◆ Passage to read ◆
=== Section Start ===
Replacement of SEHATMANDI with HER is a clear indication of the disconnect between humanitarian and development initiatives and it puts the achievements made during last two decades at risk.

HER is focused on providing basic primary health care with no strategy on how to sustain it in the longer term beyond 2024, how to integrate the newly established health facilities by many INGOs in different corners of the country into the national health system.

HER does not address systemic issues such as financial sustainability, current burden of disease, access issues, and many other related challenges. The simple end result of HER will be closure of many of the new established health facilities in 2024, increased level of NCDs, inequitable health services, and increased expectation at social level which could not be met by the then health ministry.

We live in a world where humanitarian crises are occurring in the context of protracted conflict and violence. It is important that humanitarian and development organisations find a common ground where the Humanitarian-Development Nexus could be realised in practice.

Otherwise, the ongoing short-sighted project-based approach going on around the world, especially in the case of Afghanistan, puts at risk the achievements of decades of investment by taxpayers in the development of the health sector.

As well, it facilitates corruption, and a lack of trust toward effectiveness of international aid agencies and intentions of donor countries.

Key questions

Health systems and population health are at extreme risk in conflicts such as those experienced by the people of Afghanistan.

After experiencing protracted conflicts in different parts of the world, including in Afghanistan, and see the suffering of millions, especially women and children, and billions of dollars invested in addressing the needs of the victims that could have been used instead to improve safety and wellbeing for mothers and children, I have two questions for the global community.
=== Section End ===
◆ Aim of the task ◆
Quote the passage on health aid in Afghanistan in full, word for word. The records were drawn from a separate source.

◆ Image-grounded pointing data ◆
=== Section Start ===
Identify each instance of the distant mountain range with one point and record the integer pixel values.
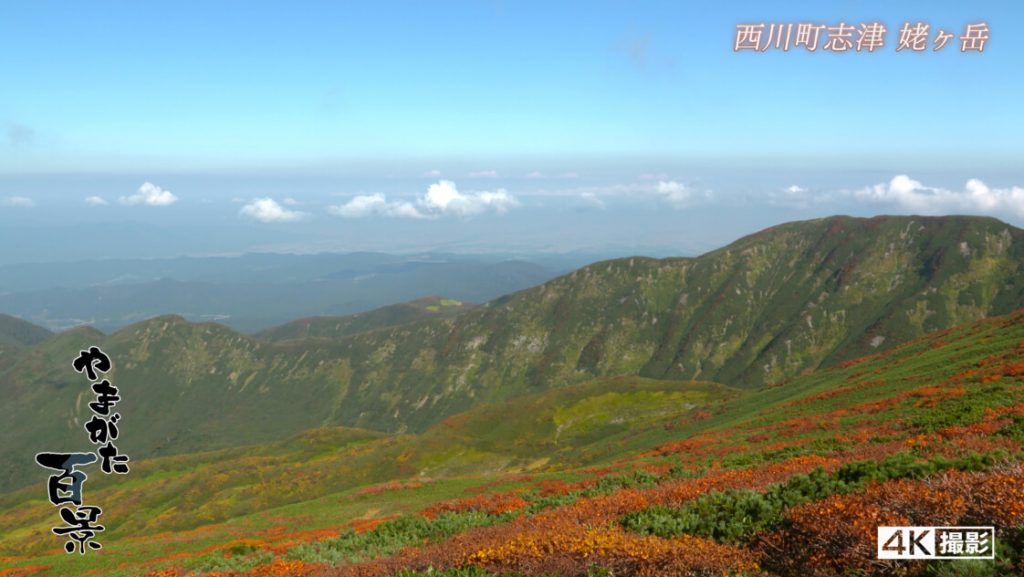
(256, 291)
(764, 310)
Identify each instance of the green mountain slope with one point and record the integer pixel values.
(401, 314)
(763, 310)
(953, 395)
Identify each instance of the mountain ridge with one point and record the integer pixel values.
(760, 311)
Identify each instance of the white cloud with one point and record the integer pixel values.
(592, 200)
(151, 195)
(674, 193)
(976, 197)
(375, 205)
(442, 198)
(267, 210)
(17, 202)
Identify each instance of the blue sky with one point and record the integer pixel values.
(584, 106)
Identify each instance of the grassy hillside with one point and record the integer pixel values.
(764, 310)
(699, 480)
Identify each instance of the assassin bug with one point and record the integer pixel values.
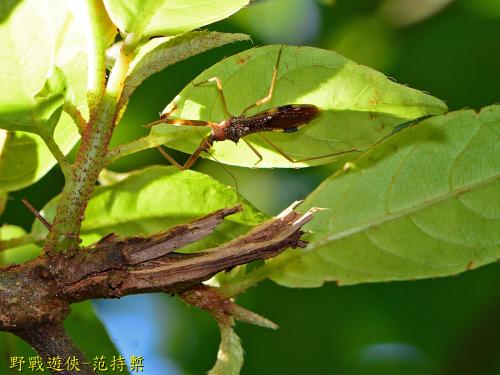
=== Section End ===
◆ Answer to this task ◆
Replacement of SEHATMANDI with HER is a clear indication of the disconnect between humanitarian and development initiatives and it puts the achievements made during last two decades at risk.

HER is focused on providing basic primary health care with no strategy on how to sustain it in the longer term beyond 2024, how to integrate the newly established health facilities by many INGOs in different corners of the country into the national health system.

HER does not address systemic issues such as financial sustainability, current burden of disease, access issues, and many other related challenges. The simple end result of HER will be closure of many of the new established health facilities in 2024, increased level of NCDs, inequitable health services, and increased expectation at social level which could not be met by the then health ministry.

We live in a world where humanitarian crises are occurring in the context of protracted conflict and violence. It is important that humanitarian and development organisations find a common ground where the Humanitarian-Development Nexus could be realised in practice.

Otherwise, the ongoing short-sighted project-based approach going on around the world, especially in the case of Afghanistan, puts at risk the achievements of decades of investment by taxpayers in the development of the health sector.

As well, it facilitates corruption, and a lack of trust toward effectiveness of international aid agencies and intentions of donor countries.

Key questions

Health systems and population health are at extreme risk in conflicts such as those experienced by the people of Afghanistan.

After experiencing protracted conflicts in different parts of the world, including in Afghanistan, and see the suffering of millions, especially women and children, and billions of dollars invested in addressing the needs of the victims that could have been used instead to improve safety and wellbeing for mothers and children, I have two questions for the global community.